EXERCISE DIRECTIONS: Swap "Target" for "Object" in everything from the line containing "Given the photo above, point to the flower head" down through the last of the items, leaving all other text as it is. Return only those lines.

[Data lines]
════════════════
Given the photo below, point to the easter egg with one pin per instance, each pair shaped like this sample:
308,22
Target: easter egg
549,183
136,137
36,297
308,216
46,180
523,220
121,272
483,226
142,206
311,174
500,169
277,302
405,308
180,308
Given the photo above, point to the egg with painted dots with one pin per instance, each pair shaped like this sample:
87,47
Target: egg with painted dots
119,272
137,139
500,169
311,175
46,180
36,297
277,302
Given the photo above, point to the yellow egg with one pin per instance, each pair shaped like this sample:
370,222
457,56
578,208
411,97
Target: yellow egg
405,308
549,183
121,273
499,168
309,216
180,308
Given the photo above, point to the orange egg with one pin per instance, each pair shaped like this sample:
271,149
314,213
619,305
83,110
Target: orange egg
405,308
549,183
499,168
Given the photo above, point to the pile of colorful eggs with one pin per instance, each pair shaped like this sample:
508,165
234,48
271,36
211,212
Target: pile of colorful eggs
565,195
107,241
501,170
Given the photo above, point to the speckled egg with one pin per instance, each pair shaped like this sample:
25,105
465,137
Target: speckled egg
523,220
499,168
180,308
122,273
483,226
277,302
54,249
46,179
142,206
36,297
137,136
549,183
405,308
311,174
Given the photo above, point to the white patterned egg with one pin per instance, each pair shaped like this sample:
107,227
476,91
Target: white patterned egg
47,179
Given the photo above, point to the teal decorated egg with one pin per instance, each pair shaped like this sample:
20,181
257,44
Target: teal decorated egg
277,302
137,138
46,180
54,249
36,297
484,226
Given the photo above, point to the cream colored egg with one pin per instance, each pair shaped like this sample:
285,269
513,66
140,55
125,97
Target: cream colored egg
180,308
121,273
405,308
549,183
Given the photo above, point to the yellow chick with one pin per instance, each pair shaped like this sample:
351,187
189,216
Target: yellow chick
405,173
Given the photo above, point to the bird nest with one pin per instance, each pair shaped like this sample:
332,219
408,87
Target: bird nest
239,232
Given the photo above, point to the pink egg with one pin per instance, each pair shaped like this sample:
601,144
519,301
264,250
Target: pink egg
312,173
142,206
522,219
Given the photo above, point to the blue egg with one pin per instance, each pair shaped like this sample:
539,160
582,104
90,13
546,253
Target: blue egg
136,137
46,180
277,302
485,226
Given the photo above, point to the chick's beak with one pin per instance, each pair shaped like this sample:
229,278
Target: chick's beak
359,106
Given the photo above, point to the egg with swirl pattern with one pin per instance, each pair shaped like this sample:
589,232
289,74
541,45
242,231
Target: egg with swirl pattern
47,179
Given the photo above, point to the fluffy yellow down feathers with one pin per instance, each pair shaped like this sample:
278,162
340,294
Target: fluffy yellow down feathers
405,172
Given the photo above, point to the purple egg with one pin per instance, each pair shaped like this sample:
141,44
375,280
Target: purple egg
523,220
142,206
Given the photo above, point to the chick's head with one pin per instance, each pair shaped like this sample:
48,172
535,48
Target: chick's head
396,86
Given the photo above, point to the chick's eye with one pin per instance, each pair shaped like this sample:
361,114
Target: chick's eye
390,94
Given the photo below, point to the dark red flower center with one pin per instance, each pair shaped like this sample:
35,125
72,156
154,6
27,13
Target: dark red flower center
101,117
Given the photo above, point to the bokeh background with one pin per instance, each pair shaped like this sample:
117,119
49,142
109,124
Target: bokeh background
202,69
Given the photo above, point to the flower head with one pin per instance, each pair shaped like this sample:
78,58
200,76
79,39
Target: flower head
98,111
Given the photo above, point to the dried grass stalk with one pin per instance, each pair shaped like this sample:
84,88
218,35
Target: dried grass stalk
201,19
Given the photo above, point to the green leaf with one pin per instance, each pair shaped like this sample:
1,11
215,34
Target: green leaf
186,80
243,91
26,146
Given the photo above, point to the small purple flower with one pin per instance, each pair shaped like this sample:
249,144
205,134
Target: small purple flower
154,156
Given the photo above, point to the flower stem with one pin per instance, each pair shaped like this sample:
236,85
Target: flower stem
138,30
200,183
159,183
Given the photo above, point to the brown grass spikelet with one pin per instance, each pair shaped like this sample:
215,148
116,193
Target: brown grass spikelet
════════════════
TASK SOLUTION:
Given the photo above, point to the flower head with one pin per instance, each pair shaped like this sample:
78,58
200,76
79,39
Object: flower head
98,111
Given the photo above, point to the dried grass stalk with one pin per instance, each pair shaped like this sample:
84,88
218,35
Object: dried grass stalk
201,19
Given the photo above, point to the green leaf with one pin per instance, each pair shaped like this sample:
1,11
215,34
Object: green leaf
186,80
243,91
26,146
Given the photo above, point to the small purple flower with one pin per instance, each pair shaped like this sample:
249,144
205,134
Object: small purple flower
154,156
Given the photo above, point to the flower stem with one pin per instance, each pair shaped like this sample:
236,85
Object: flower stem
138,30
200,183
159,183
Given the photo above, point to the brown grass spikelet with one pin per instance, each pair shaped like this sample:
215,148
116,193
Object: brown grass spikelet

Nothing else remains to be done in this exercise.